Written instruction: Please rewrite each of the items below, substituting "place a single point" for "put one point" and keeping everything else the same. Leave the pictures out of your answer.

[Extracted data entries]
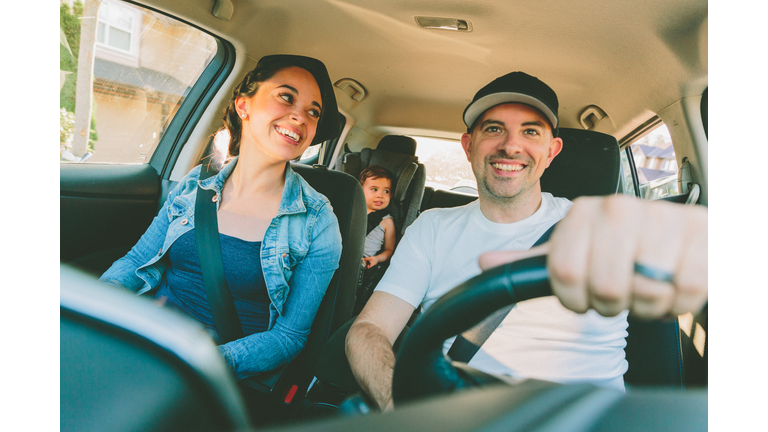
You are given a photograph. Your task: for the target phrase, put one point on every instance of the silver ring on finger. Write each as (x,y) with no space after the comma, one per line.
(654,273)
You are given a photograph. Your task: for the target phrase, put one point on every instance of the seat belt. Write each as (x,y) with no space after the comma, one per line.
(209,252)
(466,345)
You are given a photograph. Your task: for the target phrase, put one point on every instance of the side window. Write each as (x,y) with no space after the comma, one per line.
(655,165)
(446,165)
(143,64)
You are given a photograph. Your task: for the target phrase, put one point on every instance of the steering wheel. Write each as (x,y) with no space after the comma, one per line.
(421,368)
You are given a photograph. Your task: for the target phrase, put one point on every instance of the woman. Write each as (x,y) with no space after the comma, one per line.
(280,240)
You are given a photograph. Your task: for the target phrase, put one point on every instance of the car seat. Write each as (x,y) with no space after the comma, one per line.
(396,153)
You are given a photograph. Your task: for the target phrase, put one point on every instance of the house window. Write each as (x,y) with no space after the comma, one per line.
(116,26)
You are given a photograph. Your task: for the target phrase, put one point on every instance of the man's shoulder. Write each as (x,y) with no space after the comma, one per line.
(443,213)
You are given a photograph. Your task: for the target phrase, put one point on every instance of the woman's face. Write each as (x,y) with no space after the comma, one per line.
(281,118)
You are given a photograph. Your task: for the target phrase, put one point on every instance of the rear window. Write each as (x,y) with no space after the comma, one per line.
(143,65)
(446,165)
(656,164)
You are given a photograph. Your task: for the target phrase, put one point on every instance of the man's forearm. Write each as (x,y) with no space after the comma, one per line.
(372,361)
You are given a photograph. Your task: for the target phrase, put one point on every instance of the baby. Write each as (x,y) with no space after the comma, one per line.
(380,241)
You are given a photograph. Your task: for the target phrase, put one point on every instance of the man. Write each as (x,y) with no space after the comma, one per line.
(511,139)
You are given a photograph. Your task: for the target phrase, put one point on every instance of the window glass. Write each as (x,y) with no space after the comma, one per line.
(656,164)
(626,174)
(144,64)
(446,165)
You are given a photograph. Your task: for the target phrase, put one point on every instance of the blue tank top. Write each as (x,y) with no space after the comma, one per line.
(184,289)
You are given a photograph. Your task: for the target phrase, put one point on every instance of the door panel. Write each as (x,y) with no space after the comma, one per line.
(104,211)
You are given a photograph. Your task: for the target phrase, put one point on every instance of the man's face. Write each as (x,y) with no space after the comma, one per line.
(509,149)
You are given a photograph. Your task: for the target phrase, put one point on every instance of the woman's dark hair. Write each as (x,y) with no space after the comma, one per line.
(268,66)
(377,171)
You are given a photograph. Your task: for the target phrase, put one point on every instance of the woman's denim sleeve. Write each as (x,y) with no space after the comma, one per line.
(268,350)
(123,271)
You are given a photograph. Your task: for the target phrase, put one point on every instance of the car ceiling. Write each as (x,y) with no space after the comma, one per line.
(632,59)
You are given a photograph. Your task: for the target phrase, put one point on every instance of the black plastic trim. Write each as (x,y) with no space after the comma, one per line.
(192,108)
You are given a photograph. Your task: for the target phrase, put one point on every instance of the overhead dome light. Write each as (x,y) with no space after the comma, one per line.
(444,23)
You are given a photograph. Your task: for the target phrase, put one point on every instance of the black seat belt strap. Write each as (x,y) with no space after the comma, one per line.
(209,252)
(466,345)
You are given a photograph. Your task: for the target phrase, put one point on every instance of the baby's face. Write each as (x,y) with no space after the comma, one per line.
(377,193)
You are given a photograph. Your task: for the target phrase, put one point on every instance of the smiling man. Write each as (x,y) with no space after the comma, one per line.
(511,138)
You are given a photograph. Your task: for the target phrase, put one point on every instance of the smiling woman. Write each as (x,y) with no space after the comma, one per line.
(279,239)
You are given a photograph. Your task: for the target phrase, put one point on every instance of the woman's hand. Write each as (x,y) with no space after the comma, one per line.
(615,253)
(369,262)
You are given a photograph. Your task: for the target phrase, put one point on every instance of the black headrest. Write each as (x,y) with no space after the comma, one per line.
(398,144)
(588,165)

Response to this exercise:
You are given a photograph. Your task: for the target phrase, place a single point on every instance of the silver ring on finger. Write each as (x,y) with no space after the comma, one per line.
(654,273)
You are given a photograph. Your task: for the target phrase, place a single point on every instance of the seat belt. Write each as (x,y) with no space after the comma, one per line.
(209,252)
(466,345)
You are given a photograph. Your task: for the target phrase, place a single point on every instance of the side window. Write each as (x,y) with no space after the comma, one per line.
(655,165)
(446,165)
(143,64)
You are given a photograph. Your task: for the target phrase, place a single point on every instance of the steering wheel. Write each as (x,y) with no space after the comma, one per line.
(421,368)
You are given a photograph. Your task: for the target phrase, place a single point on every instance of the woman. Write each as (x,y) with no space after the comma, one per line.
(280,240)
You are given a photograph. Your task: for the target phrase, place a single point on every instance of the car seat. Write each as (x,y) with no space after the comma, one per line.
(396,153)
You are given a photograph. Your task: for the target phrase, place a single point on every instance of the house window. Write each as (x,y) with no space after the comma, one per line.
(116,26)
You are given a photograph. Your task: for the target phrase, place a single point on every instance of the man's shoulder. Write each as (x,y) with no space after the comma, one per line.
(443,213)
You are given a photograph. Your task: for the target phrase, place a single point on every instance of the woman's face. Write each as (x,y) with no space after the comma, one per line.
(281,118)
You are given a photograph. Your task: for the target phrase, place a single point on every instance of the rear window. Write each as (x,y) with no space after the comma, one per line.
(143,65)
(446,165)
(656,164)
You are given a photograph. Your task: for the target phrase, place a single point on every instance of the man's forearm. Write each as (x,y) with no space after the comma, one per line.
(372,361)
You are given a photograph. Your task: for the target phrase, place a single point on every instance of the baby. Write each as (x,y) with no space after the comma, one per line.
(380,241)
You are given a photograph. Your task: for the target phrase, place a single point on every instance of the man. Write each as (x,y) with no space after the comma, one per line.
(511,139)
You are given a photograph. Your task: for the target phrase, place a single point on every instance of the window glass. Write each as (x,y) with no space after the comma, one per line.
(656,164)
(626,174)
(144,64)
(446,165)
You are given a photograph. Your task: for the target phrase, place a single point on every instance of the blue tank top. Write each as (x,y) with no space after the comma, one per line.
(184,289)
You are given a photograph. Your task: for the target phrase, place a single point on every instance of the door panel. Write each as (x,y) with no space after the comma, one per line.
(104,211)
You are given a photograph. Your task: for the target phrase, place a single point on every instance of the man's face. Write each as (x,y) with no space after the comma, one per line.
(509,149)
You are given a photograph. Your task: for the target phrase, place a single point on every instance of the woman's dark hair. Write each as (x,y) with no space after the comma, one per line.
(268,66)
(377,171)
You are given a photograph. Your task: for the target phrase, place a single point on every instance of the woman's denim sleeve. Write each as (x,y) with no space after the comma, one per line.
(268,350)
(123,271)
You are given a photograph. Your task: for the target phrase, place a single point on every instance of the car ceiling. Write each as (x,y) with no space after the comma, one per line.
(632,59)
You are given a photograph. Your task: for the target phrase, place a single point on every instance of the black plastic trim. Write each as (x,y) with no space after the comma, one per line.
(192,108)
You are given a photograph. Your task: for the target phrase, place a single point on every instance of the overhead dome light. Write each as (x,y) with no space after the comma, one per line.
(444,23)
You are given a photograph. Your task: for the target phrase, place a single point on every instance of the black seat belt strap. Write each as (x,y) with no space after the comma, one per line.
(209,252)
(466,345)
You are given a photograph. Your task: for the target phrase, place a single point on every instance of the baby's face. Write each as (x,y) with no space after the comma, one per line.
(377,193)
You are given a photograph. Your task: for the target phrase, place a single point on every instance of the smiling man. Write each as (x,y) with no space after the comma, one per line.
(511,138)
You are given a photograph. Your task: for the target phrase, place a single point on every instance of the smiling woman. Write each as (x,y) with no space after the comma, one per line.
(279,239)
You are given a photograph. Your task: for the target phrase, place a single point on every instance of the woman's hand. Write each as (x,y) with no space after the comma, one per line.
(615,253)
(369,262)
You are given a photograph. Your task: for the target phrase, place a single point on every instance of the black headrest. Write each as (x,y) with no space after the comma, one per line.
(398,144)
(588,165)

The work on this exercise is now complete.